** Start SOURCE DOCUMENT **

While addressing the problem of reuniting and regaining control over the country, Vladimir Putin simplified the political system dramatically. Yet once this problem was solved, it became clear that the system was not capable of addressing the issue of Russia’s strategic development.

Iskander Khisamov

PutinGorbachev’s unsuccessful attempt to convert military factories to civilian production gave birth to a telling joke: Workers at a firearms factory tried with all their might to produce a cooking pot, but they ended up with a Kalashnikov. Ten years later, Viktor Chernomyrdin, the former Russian Prime Minister and leader of the Our Home is Russia Party, which lost the 1999 elections, noted, “Whatever party we try to build, we always end up with the CPSU.” After the Dec. 7, 2003, State Duma elections, and without waiting for the presidential elections scheduled for March 24, we can clearly say that whatever government we try to set up in Russia, we always seem to end up with the same old autocracy.

** End SOURCE DOCUMENT **

== SET PROBLEM ==
Transcribe the passage on Russian autocracy verbatim, beginning at "Iskander Khisamov" and stopping after "same old autocracy.".

** Start DATA ROWS **

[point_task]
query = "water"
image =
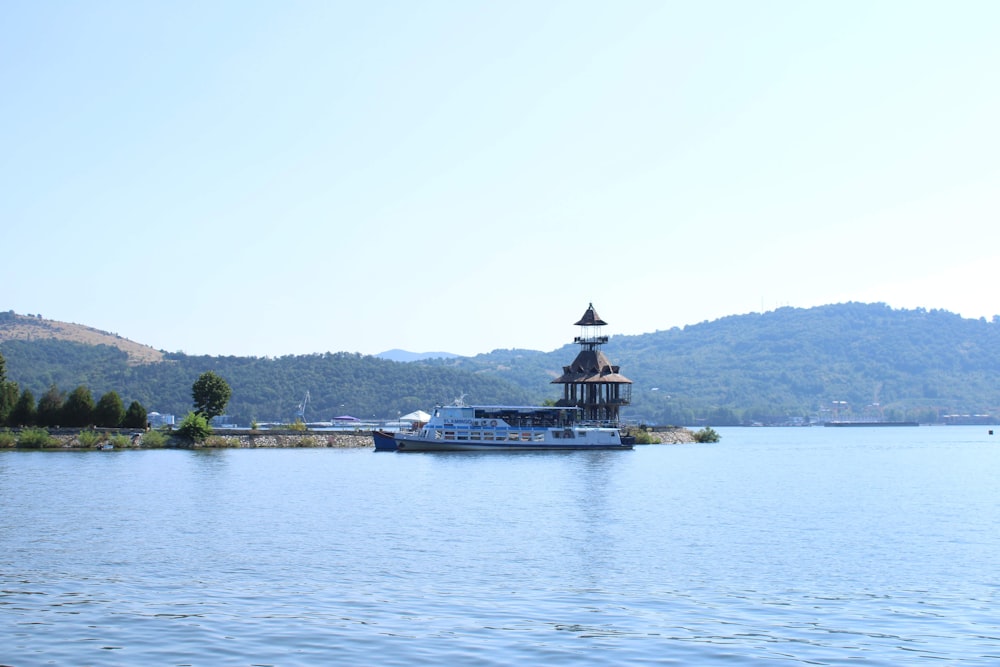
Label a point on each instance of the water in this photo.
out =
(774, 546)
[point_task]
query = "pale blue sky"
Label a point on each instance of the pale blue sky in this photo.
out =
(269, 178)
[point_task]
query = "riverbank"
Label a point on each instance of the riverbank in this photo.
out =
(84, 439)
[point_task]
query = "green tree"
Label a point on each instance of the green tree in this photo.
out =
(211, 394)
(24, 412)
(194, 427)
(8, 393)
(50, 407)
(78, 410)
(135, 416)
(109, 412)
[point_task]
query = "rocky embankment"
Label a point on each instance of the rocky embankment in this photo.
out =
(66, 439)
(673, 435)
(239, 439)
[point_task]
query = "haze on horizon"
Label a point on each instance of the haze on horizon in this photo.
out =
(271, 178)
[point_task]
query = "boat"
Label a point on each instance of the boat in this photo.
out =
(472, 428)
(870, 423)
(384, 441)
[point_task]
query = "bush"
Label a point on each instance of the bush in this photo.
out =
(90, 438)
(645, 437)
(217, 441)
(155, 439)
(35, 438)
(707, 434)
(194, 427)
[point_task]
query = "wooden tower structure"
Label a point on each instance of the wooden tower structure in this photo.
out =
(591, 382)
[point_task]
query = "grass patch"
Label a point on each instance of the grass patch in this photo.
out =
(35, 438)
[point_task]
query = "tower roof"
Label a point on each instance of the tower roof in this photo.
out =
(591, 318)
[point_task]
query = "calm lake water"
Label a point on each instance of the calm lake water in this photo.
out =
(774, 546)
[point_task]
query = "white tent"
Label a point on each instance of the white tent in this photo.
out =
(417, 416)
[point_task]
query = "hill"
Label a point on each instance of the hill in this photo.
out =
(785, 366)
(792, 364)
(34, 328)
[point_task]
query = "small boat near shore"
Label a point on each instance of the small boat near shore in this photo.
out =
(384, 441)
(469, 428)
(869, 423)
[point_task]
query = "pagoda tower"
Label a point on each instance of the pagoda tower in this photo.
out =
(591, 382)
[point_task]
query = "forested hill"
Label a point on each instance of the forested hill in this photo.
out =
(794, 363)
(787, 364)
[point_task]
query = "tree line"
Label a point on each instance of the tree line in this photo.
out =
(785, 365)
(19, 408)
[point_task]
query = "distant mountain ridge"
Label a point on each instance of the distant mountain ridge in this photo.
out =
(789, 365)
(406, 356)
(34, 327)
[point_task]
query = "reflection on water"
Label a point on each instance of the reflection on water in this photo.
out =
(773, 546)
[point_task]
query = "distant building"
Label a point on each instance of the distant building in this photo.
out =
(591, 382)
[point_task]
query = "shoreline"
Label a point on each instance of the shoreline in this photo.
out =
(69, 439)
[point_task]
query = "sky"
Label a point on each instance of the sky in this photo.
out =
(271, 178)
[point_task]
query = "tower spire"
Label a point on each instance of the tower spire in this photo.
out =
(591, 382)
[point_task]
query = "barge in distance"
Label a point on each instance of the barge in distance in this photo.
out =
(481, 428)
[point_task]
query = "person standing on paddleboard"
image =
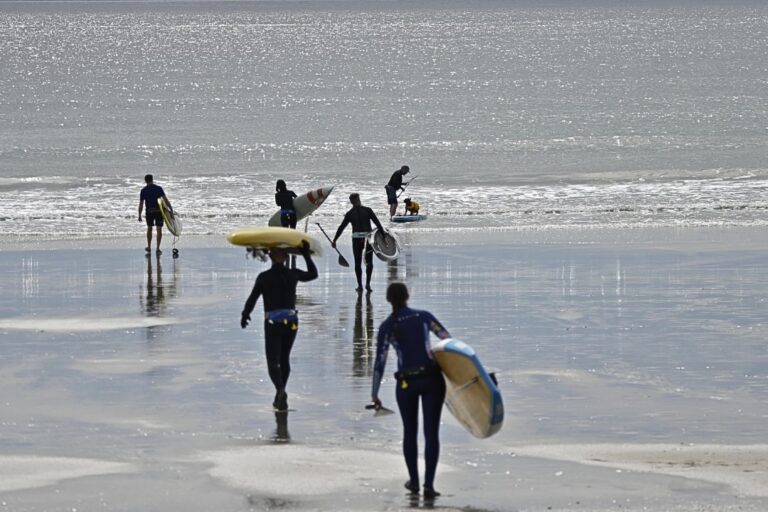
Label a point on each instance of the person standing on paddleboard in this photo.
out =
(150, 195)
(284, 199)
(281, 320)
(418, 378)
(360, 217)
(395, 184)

** End DATA ROWS **
** Start DATA ROWS **

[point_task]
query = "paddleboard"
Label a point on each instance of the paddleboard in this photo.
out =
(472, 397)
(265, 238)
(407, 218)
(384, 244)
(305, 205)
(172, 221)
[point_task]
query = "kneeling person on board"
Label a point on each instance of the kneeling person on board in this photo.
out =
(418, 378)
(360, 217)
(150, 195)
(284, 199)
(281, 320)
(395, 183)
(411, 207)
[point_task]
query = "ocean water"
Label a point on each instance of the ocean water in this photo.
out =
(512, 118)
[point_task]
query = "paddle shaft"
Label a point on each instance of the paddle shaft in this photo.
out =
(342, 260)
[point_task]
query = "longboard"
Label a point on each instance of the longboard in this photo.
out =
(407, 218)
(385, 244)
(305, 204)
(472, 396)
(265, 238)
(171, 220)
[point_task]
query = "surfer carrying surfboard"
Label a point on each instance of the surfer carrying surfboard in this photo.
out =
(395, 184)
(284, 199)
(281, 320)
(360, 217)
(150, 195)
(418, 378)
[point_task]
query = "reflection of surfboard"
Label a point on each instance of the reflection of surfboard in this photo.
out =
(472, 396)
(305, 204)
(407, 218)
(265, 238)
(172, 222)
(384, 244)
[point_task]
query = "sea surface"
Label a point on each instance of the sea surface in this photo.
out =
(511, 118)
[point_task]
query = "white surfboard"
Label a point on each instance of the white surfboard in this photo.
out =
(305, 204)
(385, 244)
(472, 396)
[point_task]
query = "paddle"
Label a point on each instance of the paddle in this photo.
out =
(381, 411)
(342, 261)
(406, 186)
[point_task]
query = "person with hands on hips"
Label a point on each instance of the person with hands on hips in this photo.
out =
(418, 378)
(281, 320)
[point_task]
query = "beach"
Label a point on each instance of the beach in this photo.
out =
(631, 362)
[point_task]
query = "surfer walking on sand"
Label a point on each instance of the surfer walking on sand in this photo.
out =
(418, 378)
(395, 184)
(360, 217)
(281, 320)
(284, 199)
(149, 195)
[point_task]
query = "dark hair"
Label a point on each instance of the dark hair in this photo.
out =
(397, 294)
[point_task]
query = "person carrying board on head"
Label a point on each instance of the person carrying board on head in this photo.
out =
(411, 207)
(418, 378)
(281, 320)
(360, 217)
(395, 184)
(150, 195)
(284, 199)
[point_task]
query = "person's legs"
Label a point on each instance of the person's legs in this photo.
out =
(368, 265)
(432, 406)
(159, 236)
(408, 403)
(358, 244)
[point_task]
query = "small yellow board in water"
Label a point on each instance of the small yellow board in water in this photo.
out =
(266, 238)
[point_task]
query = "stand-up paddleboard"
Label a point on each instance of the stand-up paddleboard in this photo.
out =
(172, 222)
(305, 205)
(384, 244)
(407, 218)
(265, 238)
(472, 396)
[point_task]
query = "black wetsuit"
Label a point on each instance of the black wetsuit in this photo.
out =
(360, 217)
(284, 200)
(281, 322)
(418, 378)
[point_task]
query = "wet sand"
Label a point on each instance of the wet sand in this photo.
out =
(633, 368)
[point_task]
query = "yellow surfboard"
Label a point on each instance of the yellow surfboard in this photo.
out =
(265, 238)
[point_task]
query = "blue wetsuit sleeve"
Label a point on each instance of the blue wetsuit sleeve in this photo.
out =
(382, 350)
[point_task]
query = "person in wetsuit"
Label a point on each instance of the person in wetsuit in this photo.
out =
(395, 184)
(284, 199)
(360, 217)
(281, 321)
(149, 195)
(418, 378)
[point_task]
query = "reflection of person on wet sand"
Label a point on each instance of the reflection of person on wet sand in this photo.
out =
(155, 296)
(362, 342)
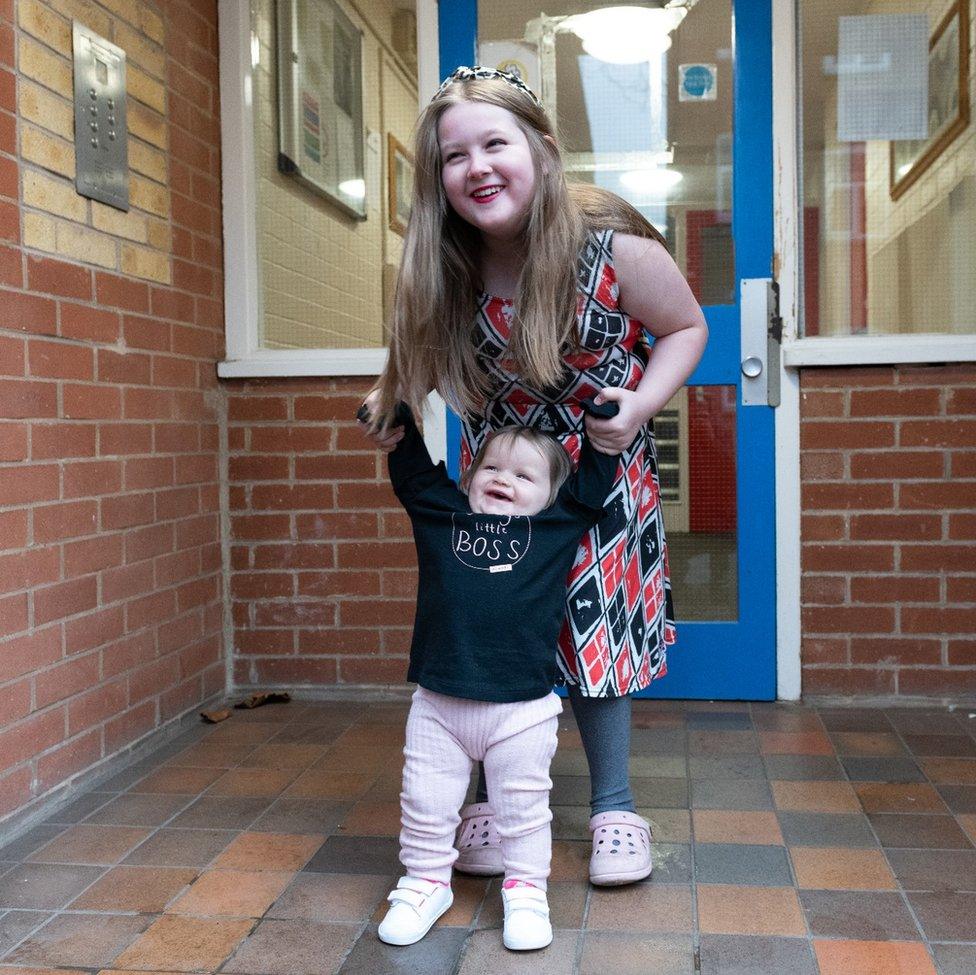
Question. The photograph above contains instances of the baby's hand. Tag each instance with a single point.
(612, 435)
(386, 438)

** End DATA ROWS **
** Start DATA ROWS **

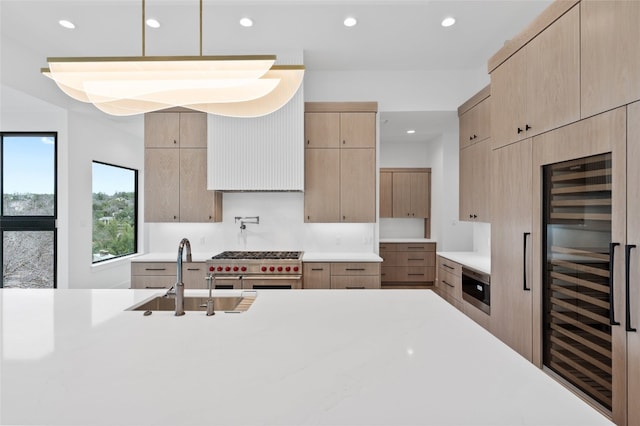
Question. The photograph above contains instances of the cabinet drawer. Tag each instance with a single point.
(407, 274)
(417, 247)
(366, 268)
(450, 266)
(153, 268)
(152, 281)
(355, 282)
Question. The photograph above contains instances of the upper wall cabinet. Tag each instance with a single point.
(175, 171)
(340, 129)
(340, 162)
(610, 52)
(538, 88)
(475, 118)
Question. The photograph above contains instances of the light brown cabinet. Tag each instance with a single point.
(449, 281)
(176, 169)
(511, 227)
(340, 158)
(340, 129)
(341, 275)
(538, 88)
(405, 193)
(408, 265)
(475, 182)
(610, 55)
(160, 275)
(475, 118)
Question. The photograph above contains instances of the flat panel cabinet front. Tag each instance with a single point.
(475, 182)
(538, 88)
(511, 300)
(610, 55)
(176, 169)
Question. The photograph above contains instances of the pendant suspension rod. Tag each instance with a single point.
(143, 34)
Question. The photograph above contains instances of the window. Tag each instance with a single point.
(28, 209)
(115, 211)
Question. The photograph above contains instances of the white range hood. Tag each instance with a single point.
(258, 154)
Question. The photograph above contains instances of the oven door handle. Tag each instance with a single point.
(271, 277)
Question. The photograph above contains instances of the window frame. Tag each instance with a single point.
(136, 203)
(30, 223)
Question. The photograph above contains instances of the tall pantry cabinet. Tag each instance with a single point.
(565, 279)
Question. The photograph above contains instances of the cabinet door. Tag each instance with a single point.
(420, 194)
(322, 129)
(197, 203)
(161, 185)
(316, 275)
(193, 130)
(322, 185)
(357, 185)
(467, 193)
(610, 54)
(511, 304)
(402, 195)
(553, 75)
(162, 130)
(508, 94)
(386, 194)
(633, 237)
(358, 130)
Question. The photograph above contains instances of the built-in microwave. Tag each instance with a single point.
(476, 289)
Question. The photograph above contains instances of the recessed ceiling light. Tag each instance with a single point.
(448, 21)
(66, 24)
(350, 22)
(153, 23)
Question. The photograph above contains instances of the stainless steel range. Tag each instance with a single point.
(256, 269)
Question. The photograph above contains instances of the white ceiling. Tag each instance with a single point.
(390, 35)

** End DATA ROWS **

== ANSWER ==
Iskander Khisamov

PutinGorbachev’s unsuccessful attempt to convert military factories to civilian production gave birth to a telling joke: Workers at a firearms factory tried with all their might to produce a cooking pot, but they ended up with a Kalashnikov. Ten years later, Viktor Chernomyrdin, the former Russian Prime Minister and leader of the Our Home is Russia Party, which lost the 1999 elections, noted, “Whatever party we try to build, we always end up with the CPSU.” After the Dec. 7, 2003, State Duma elections, and without waiting for the presidential elections scheduled for March 24, we can clearly say that whatever government we try to set up in Russia, we always seem to end up with the same old autocracy.